▶ _EXERCISE PROMPT_: Turn each line of the records below into a numbered list item, leaving out any blank lines.

== RECORD LIST ==

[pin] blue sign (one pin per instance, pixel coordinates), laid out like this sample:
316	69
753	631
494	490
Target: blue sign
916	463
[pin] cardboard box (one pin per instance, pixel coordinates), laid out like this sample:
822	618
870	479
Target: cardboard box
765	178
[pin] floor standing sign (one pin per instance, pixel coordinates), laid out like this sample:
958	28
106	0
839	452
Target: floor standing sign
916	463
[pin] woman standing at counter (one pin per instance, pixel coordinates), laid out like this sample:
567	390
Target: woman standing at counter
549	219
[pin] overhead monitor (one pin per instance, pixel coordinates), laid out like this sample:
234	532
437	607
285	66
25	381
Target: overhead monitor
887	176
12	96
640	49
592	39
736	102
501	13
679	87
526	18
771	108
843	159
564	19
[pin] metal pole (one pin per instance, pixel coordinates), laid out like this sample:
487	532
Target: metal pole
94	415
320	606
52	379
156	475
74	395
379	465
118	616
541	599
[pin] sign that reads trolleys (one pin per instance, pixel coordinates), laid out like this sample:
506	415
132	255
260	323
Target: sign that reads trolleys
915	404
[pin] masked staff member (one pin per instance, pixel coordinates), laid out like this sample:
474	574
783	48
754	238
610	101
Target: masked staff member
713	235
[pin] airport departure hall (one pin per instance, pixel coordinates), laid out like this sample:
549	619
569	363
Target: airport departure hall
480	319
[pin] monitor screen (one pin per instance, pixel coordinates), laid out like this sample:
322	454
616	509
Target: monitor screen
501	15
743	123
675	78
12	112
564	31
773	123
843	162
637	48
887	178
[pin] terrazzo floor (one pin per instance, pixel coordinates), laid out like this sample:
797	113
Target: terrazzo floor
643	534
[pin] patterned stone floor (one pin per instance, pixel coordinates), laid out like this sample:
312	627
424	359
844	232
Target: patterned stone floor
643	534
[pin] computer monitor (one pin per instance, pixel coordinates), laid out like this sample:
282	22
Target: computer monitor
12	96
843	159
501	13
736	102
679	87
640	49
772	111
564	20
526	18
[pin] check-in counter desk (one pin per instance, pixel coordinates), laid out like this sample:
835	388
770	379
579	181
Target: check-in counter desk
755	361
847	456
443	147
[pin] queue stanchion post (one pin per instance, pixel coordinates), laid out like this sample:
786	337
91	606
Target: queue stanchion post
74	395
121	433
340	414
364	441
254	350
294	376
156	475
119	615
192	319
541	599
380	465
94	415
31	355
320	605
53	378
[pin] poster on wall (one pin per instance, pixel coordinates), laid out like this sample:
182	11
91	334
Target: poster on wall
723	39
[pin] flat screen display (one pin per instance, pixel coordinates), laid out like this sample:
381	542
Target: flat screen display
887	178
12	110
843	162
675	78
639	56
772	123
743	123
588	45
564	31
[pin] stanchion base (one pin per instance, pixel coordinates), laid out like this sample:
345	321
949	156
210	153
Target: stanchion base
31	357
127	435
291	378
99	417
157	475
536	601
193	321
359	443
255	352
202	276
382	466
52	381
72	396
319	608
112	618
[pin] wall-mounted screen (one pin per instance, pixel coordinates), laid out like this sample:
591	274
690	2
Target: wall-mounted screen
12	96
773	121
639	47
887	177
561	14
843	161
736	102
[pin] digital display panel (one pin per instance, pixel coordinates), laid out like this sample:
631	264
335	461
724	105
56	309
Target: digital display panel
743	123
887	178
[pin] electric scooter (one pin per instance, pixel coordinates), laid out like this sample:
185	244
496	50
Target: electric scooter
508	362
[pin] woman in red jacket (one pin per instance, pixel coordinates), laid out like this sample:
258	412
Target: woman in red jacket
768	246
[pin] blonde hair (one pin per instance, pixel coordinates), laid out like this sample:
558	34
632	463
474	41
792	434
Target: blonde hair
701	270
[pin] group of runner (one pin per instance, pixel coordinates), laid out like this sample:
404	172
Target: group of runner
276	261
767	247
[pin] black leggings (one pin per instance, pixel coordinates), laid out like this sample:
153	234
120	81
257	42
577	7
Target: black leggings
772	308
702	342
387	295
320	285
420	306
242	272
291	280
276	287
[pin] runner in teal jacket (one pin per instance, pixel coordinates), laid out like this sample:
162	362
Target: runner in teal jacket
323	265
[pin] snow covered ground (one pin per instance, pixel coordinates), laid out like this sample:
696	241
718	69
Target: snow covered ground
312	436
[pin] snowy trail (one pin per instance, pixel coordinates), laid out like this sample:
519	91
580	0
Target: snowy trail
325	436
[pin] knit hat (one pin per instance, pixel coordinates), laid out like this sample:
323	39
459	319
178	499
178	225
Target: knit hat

===

▶ _EXERCISE RESULT_:
1. [pin] blue sign (one pin per instance, pixel coordinates), laid out like this sample:
2. 316	69
3. 753	631
4. 494	490
5. Target: blue sign
6. 916	463
7. [pin] cardboard box (one pin per instance, pixel coordinates), laid out like this sample:
8. 822	618
9. 870	479
10. Target: cardboard box
11. 765	178
12. [pin] floor standing sign (one pin per instance, pixel coordinates), laid out like this sample:
13. 958	28
14. 106	0
15. 839	452
16. Target: floor standing sign
17. 916	463
18. [pin] woman standing at counter (one pin per instance, pixel coordinates), laid out like this sample:
19. 567	390
20. Target: woman standing at counter
21. 549	219
22. [pin] overhead monitor (one pin per instance, pixel coordinates), laid out like this sample:
23. 234	532
24. 437	607
25. 285	66
26. 25	381
27. Target: overhead monitor
28. 887	176
29. 12	96
30. 640	49
31. 592	39
32. 736	102
33. 501	13
34. 679	87
35. 526	18
36. 771	108
37. 843	159
38. 564	19
39. [pin] metal pole (one pin per instance, pixel coordinates), laid out like this sample:
40. 487	532
41. Target: metal pole
42. 94	415
43. 320	606
44. 52	379
45. 156	475
46. 74	395
47. 379	465
48. 118	616
49. 541	599
50. [pin] sign that reads trolleys (one pin per instance, pixel coordinates), laid out like this sample:
51. 506	415
52. 132	255
53. 260	323
54. Target: sign that reads trolleys
55. 915	404
56. [pin] masked staff member (one pin per instance, pixel coordinates), laid out like this sample:
57. 474	574
58. 783	48
59. 754	238
60. 610	101
61. Target: masked staff member
62. 713	235
63. [pin] airport departure hall (one pin per instance, pixel coordinates), laid out like this sample:
64. 549	619
65. 569	363
66. Target: airport departure hall
67. 480	319
68. [pin] monitor screen (one pin per instance, pixel coordinates), laid out like this sample:
69. 322	454
70. 616	509
71. Target: monitor screen
72. 501	15
73. 743	123
74. 675	78
75. 12	112
76. 564	31
77. 773	123
78. 843	162
79. 637	48
80. 887	178
81. [pin] terrazzo floor (one pin per instance, pixel coordinates), laid out like this sample:
82. 797	113
83. Target: terrazzo floor
84. 643	534
85. [pin] patterned stone floor (one pin per instance, pixel coordinates), laid out like this sample:
86. 312	627
87. 424	359
88. 844	232
89. Target: patterned stone floor
90. 643	534
91. [pin] computer monitor (one pin per instance, pixel coordinates), laid out like this sample:
92. 282	22
93. Target: computer monitor
94. 12	96
95. 843	159
96. 501	13
97. 736	102
98. 679	87
99. 640	49
100. 772	111
101. 564	20
102. 526	18
103. [pin] check-in counter desk (one pin per instance, pixel coordinates), laid out like this sample:
104. 835	388
105. 770	379
106. 579	181
107. Target: check-in counter desk
108. 755	361
109. 847	456
110. 443	147
111. [pin] queue stanchion post (one pin per instance, pixel coordinates), laid out like this sample:
112. 786	337
113. 91	606
114. Target: queue stanchion post
115. 74	395
116. 121	433
117. 340	414
118. 364	441
119. 254	350
120. 294	376
121. 156	475
122. 119	615
123. 192	319
124. 541	599
125. 380	465
126. 94	415
127. 31	355
128. 320	605
129. 53	378
130. [pin] poster on wall (one pin per instance, pixel coordinates), laid out like this sample:
131. 182	11
132. 91	334
133. Target: poster on wall
134. 723	39
135. [pin] flat screen display (one pin per instance, pixel coordinates), laid out like this sample:
136. 381	542
137. Target: flat screen display
138. 887	178
139. 12	110
140. 843	162
141. 675	78
142. 639	56
143. 772	123
144. 743	123
145. 588	45
146. 564	31
147. [pin] stanchion base (one pin per instance, pixel coordinates), laid out like this sample:
148. 345	321
149. 949	156
150. 210	153
151. Target: stanchion base
152. 31	357
153. 127	435
154. 291	378
155. 99	417
156. 157	475
157. 536	601
158. 193	321
159. 359	443
160. 255	352
161. 202	276
162. 382	466
163. 52	381
164. 72	396
165. 319	608
166. 112	618
167. [pin] wall-mounted screen (one pin per instance, pixel coordinates), laid out like this sample:
168. 591	274
169. 690	2
170. Target: wall-mounted screen
171. 12	96
172. 773	121
173. 639	47
174. 887	177
175. 561	14
176. 843	161
177. 736	102
178. [pin] digital display panel (one pin per instance, pixel coordinates), laid out like this sample:
179. 631	264
180. 335	461
181. 724	105
182. 56	309
183. Target: digital display panel
184. 743	123
185. 887	178
186. [pin] electric scooter (one pin per instance, pixel coordinates), laid out like this sample:
187. 185	244
188. 496	50
189. Target: electric scooter
190. 508	362
191. [pin] woman in red jacket (one pin per instance, pixel coordinates), laid out like this sample:
192. 258	412
193. Target: woman in red jacket
194. 768	246
195. [pin] blonde hair (one pin per instance, pixel coordinates), laid out like this sample:
196. 558	34
197. 632	463
198. 474	41
199. 792	434
200. Target: blonde hair
201. 701	270
202. [pin] group of runner (one pin per instance, pixel coordinates), laid out like this sample:
203. 404	172
204. Target: group of runner
205. 276	261
206. 767	247
207. [pin] black leggings (one pin per instance, pixel coordinates), laid out like this sample:
208. 153	234
209. 120	81
210. 257	42
211. 577	7
212. Target: black leggings
213. 772	308
214. 702	342
215. 387	295
216. 320	285
217. 420	306
218. 242	272
219. 291	280
220. 276	287
221. [pin] runner in teal jacket (one pin per instance, pixel coordinates), laid out like this sample:
222. 162	362
223. Target: runner in teal jacket
224. 323	265
225. [pin] snow covered ground (one pin per instance, pixel coordinates), laid out like this sample:
226. 696	241
227. 718	69
228. Target: snow covered ground
229. 312	436
230. [pin] snowy trail (one pin per instance, pixel coordinates), laid out like this sample:
231. 519	91
232. 580	0
233. Target: snowy trail
234. 325	436
235. [pin] knit hat (one pin per instance, pixel coordinates), laid out like this sample:
236. 323	39
237. 459	319
238. 178	499
239. 178	225
240. Target: knit hat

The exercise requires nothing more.